**WHAT THE TASK REQUIRES:** Every line from the line containing "--detect snow-capped mountain peak" through the final line of the data is to be printed exactly; no other line is to appear.

**DATA TO EXAMINE:**
========

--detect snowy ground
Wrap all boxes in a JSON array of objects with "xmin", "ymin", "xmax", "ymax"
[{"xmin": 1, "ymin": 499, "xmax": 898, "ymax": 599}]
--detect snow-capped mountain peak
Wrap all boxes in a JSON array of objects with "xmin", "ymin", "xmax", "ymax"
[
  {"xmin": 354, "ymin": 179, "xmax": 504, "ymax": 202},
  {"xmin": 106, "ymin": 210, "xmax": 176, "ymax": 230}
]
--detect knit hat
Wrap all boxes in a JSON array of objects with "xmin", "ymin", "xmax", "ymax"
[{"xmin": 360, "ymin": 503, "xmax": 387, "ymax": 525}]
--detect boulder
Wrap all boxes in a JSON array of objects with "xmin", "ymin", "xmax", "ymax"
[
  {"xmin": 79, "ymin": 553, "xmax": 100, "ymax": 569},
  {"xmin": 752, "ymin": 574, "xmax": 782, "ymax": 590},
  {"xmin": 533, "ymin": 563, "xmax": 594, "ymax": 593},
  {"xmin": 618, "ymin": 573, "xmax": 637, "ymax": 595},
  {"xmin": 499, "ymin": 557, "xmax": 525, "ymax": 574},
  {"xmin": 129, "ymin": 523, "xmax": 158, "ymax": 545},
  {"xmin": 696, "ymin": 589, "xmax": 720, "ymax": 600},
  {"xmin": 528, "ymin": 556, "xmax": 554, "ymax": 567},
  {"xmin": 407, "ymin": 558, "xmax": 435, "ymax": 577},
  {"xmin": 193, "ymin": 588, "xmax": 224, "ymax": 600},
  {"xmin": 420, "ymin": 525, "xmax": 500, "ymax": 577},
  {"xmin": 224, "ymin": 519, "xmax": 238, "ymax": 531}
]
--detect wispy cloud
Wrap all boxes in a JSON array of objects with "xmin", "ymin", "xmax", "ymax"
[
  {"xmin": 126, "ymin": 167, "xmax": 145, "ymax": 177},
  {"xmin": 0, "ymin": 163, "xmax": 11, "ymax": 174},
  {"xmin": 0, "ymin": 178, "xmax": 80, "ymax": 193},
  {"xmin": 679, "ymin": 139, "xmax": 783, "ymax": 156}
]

========

**TASK OUTPUT:**
--detect snow-capped mountain peak
Wrap all boxes in a JSON array of objects with "xmin", "ymin", "xmax", "ymax"
[
  {"xmin": 354, "ymin": 179, "xmax": 504, "ymax": 202},
  {"xmin": 106, "ymin": 210, "xmax": 176, "ymax": 230}
]
--detect knit hat
Wrap all boxes in a JSON array of objects with "xmin", "ymin", "xmax", "ymax"
[{"xmin": 360, "ymin": 503, "xmax": 387, "ymax": 525}]
--detect boulder
Wrap all boxes in a JSON array of objects with "xmin", "ymin", "xmax", "ymax"
[
  {"xmin": 79, "ymin": 553, "xmax": 100, "ymax": 569},
  {"xmin": 752, "ymin": 574, "xmax": 782, "ymax": 590},
  {"xmin": 533, "ymin": 563, "xmax": 594, "ymax": 593},
  {"xmin": 618, "ymin": 573, "xmax": 637, "ymax": 595},
  {"xmin": 499, "ymin": 557, "xmax": 525, "ymax": 574},
  {"xmin": 129, "ymin": 523, "xmax": 158, "ymax": 545},
  {"xmin": 696, "ymin": 589, "xmax": 720, "ymax": 600},
  {"xmin": 528, "ymin": 556, "xmax": 554, "ymax": 567},
  {"xmin": 407, "ymin": 558, "xmax": 435, "ymax": 577},
  {"xmin": 193, "ymin": 588, "xmax": 224, "ymax": 600},
  {"xmin": 420, "ymin": 525, "xmax": 500, "ymax": 577},
  {"xmin": 224, "ymin": 519, "xmax": 238, "ymax": 531}
]
--detect wispy cloud
Wrap all boxes in a JSON array of objects with "xmin", "ymin", "xmax", "ymax"
[
  {"xmin": 126, "ymin": 167, "xmax": 145, "ymax": 177},
  {"xmin": 0, "ymin": 163, "xmax": 11, "ymax": 174},
  {"xmin": 0, "ymin": 178, "xmax": 80, "ymax": 193},
  {"xmin": 679, "ymin": 139, "xmax": 783, "ymax": 156}
]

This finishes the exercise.